### What to produce
Using the RePlaya thread below, mark each statement yes or no for whether it agrees with the thread, and quote the thread's deciding words: (a) RePlaya uses one S2 stream per browser session. (b) A background job handles retention and garbage collection. (c) Self-hosting OpenReplay requires only a single Node process.

### Text block
********************
Hi HN, I'm one of the founders of s2.dev. RePlaya (https://github.com/s2-streamstore/replaya) is a self-hosted browser session replay tool using rrweb (https://github.com/rrweb-io/rrweb).
It occurred to me that a durable stream per session would be a much neater architectural foundation for much of what you'd want from such a tool. As a unique feature, it also made live tailing straightforward because the player can read from the same stream the recorder is appending to.
The alternative architecture is likely an ingest firehose which is then indexed, with associated complexity and latency. You'd have to string together multiple data systems like a message queue, a metadata database, and blob storage and/or an OLAP database.
Here the only dependency is S2, which has an open source version you can self-host called s2-lite (https://news.ycombinator.com/item?id=46708055).
How it works:
- one S2 stream per browser session
- large rrweb events (like a full snapshot) get framed across multiple binary S2 records and reassembled on read
- active sessions are tailed with an S2 read session, and bridged to the browser over SSE
- session listing relies on stream names encoding reverse timestamps, as S2 returns a lexicographic order listing
- relying on fencing tokens so a stopped session can't be written to again by a late recorder
- retention and GC are handled via S2 stream config, so no background job needed
Curious to hear from folks on the tool or the stream-per-session model!
How does this compare to e.g. OpenReplay, which looks quite similar?
OpenReplay is much more mature and full-featured, RePlaya is just the core session capture, listing, and replay functionality. OpenReplay has more dependencies, so self-hosting means running a full stack: Postgres, ClickHouse, Redis, and its backend services. RePlaya is one stateless Node process plus S2 (or self-hosted s2-lite).
very cool. session replays are so crucial for understanding new features qualitatively, especially before you have enough users for useful quantitative metrics.
ballpark, how much does this cost to run?
Thanks! And agreed, session replays can be really useful to understand user behaviour such as product edge cases.
On cost, it's running the collector Node app (I'd expect a few $ per month at low volume), and the S2 stream backend.
If you use the S2 cloud service, cost is basically just the rrweb bytes. The rates are $0.075/GiB to write, $0.05/GiB-month to store, $0.10/GiB to read back over the internet. See s2.dev/pricing.md for an agent-friendly summary.
Assuming a typical few-minute session is ~1 MiB of events, ingesting it, storing it a month, and replaying it a couple of times (unlikely!):
1k sessions/mo ≈ $0.35
10k sessions/mo ≈ $3.50
100k sessions/mo ≈ $35
********************
### Dataset content
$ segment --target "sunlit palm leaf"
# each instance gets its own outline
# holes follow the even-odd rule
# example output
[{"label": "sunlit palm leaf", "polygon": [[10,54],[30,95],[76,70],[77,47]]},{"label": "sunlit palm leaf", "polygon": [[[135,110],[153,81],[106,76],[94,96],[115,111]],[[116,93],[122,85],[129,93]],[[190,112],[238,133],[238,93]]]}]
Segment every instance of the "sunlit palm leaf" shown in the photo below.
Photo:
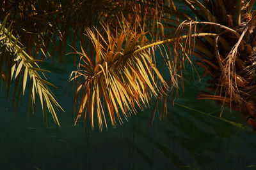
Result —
********************
### Solution
(a) Yes: "one S2 stream per browser session"
(b) No: "retention and GC are handled via S2 stream config, so no background job needed"
(c) No: "OpenReplay has more dependencies, so self-hosting means running a full stack: Postgres, ClickHouse, Redis, and its backend services."